## BEGIN

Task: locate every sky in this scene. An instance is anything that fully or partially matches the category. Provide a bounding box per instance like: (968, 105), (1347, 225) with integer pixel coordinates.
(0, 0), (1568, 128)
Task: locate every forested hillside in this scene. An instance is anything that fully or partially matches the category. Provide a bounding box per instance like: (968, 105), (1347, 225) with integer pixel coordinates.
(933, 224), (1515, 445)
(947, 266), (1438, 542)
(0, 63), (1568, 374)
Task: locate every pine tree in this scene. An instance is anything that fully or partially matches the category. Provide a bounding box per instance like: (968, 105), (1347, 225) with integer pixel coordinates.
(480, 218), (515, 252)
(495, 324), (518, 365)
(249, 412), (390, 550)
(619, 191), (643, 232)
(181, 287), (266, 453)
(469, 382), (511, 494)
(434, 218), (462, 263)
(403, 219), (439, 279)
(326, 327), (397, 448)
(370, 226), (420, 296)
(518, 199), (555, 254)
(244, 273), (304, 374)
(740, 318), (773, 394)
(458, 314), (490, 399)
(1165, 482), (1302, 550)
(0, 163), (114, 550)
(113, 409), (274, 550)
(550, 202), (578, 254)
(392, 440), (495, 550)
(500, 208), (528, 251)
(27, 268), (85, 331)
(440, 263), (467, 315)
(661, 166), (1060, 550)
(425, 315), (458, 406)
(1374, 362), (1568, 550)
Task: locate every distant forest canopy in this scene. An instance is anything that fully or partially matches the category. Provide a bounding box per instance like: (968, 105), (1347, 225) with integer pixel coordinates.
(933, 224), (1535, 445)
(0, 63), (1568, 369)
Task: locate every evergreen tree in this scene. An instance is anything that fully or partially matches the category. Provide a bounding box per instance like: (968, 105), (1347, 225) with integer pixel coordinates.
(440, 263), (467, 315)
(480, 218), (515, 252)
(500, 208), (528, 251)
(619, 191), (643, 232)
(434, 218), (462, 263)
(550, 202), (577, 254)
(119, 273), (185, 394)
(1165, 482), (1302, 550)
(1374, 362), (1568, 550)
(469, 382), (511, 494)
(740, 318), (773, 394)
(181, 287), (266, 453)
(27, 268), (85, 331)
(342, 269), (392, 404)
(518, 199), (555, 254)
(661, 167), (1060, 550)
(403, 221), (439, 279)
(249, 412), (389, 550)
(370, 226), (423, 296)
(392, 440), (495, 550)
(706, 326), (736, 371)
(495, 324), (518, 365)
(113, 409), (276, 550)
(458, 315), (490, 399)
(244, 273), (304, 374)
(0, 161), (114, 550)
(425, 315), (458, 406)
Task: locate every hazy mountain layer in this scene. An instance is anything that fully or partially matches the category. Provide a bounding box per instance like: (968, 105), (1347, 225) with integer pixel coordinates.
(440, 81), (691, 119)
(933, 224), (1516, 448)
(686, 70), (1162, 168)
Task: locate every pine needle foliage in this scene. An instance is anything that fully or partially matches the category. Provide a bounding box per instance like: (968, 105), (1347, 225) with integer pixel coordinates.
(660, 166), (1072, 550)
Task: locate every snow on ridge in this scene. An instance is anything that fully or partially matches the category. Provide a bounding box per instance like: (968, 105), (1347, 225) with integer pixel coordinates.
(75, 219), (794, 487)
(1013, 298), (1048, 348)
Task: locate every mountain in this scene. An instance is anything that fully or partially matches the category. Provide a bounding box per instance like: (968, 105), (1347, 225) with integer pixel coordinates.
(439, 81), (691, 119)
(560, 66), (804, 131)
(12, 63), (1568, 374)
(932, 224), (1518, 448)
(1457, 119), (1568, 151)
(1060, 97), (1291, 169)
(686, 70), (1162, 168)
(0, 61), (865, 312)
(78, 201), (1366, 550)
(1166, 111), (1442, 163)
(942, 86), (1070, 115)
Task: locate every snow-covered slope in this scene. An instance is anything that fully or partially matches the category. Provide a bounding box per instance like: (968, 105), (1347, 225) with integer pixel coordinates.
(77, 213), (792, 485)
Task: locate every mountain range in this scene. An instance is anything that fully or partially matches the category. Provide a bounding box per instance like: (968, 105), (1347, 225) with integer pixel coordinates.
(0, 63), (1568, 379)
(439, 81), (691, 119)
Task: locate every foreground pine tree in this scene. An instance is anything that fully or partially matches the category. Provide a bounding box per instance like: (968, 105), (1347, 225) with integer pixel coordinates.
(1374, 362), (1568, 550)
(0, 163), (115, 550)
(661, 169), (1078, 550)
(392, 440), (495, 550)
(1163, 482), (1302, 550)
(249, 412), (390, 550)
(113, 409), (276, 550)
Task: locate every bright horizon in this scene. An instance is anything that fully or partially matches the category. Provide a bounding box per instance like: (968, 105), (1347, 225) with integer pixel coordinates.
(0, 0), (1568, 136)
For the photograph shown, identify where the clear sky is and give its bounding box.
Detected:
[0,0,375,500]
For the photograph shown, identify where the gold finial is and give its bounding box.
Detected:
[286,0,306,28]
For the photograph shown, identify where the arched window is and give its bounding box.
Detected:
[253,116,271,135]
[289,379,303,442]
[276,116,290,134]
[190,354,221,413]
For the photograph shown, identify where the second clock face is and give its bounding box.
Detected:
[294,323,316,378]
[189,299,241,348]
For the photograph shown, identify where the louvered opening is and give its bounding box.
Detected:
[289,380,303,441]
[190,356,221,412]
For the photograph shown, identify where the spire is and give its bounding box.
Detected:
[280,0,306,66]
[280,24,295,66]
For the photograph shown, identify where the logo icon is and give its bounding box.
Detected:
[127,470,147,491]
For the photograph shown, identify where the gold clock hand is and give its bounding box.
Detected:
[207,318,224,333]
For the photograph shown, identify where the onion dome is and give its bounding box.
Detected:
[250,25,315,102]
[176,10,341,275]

## END

| EXERCISE DETAILS |
Put the lines of the listing from the line containing "Task: locate every mountain in" through the line containing "[189,299,241,348]" into a numbered list, both ends included and blank lines omitted.

| RESULT FOR THIS EXERCISE |
1. Task: locate every mountain in this scene. An instance is anything that fully or partially matches the category. Provide a bounding box per instance like: (968, 105), (1347, 225) with integer pixel coordinates.
2. (439, 81), (691, 119)
3. (560, 66), (804, 131)
4. (12, 63), (1568, 374)
5. (932, 224), (1518, 448)
6. (1457, 119), (1568, 151)
7. (1060, 97), (1291, 169)
8. (686, 70), (1162, 168)
9. (0, 61), (865, 312)
10. (78, 201), (1366, 550)
11. (1166, 111), (1442, 163)
12. (942, 86), (1070, 115)
13. Task: locate every snow-covered slope in this scene. An instance is anything that fully or partially matches the category. Provide a bounding box per instance like: (968, 105), (1347, 225) with integer pixel coordinates.
14. (77, 213), (792, 485)
15. Task: locate every mountain range in this scene. An instance is anything that fully or partially matches the category. Provide a bounding box per instance like: (968, 105), (1347, 225) with integer pixel coordinates.
16. (0, 63), (1568, 379)
17. (439, 81), (691, 119)
18. Task: locate every foreground pine tree in this scene. An instance is anything that fully or partially matches the category. Provide a bounding box per instance like: (968, 105), (1347, 225) with integer pixel coordinates.
19. (1374, 362), (1568, 550)
20. (0, 163), (115, 550)
21. (661, 169), (1078, 550)
22. (392, 440), (495, 550)
23. (1163, 482), (1302, 550)
24. (249, 412), (390, 550)
25. (113, 409), (276, 550)
26. Task: locate every bright horizon in this scene. An instance is anything that fully or partially matches the category. Provide a bounding box per instance like: (968, 105), (1347, 225) with integer pixel coordinates.
27. (0, 0), (1568, 136)
28. For the photograph shown, identify where the clear sky is and give its bounding box.
29. Detected:
30. [0,0,375,500]
31. For the photograph shown, identify where the gold finial is and give its bounding box.
32. Detected:
33. [286,0,306,28]
34. For the photograph shown, identify where the arched window is and give its bounding box.
35. Detected:
36. [253,116,271,135]
37. [289,379,303,442]
38. [276,116,290,134]
39. [190,354,221,413]
40. For the photograph shown, identify where the second clock face is and give its bounding box.
41. Detected:
42. [294,323,316,378]
43. [189,299,241,348]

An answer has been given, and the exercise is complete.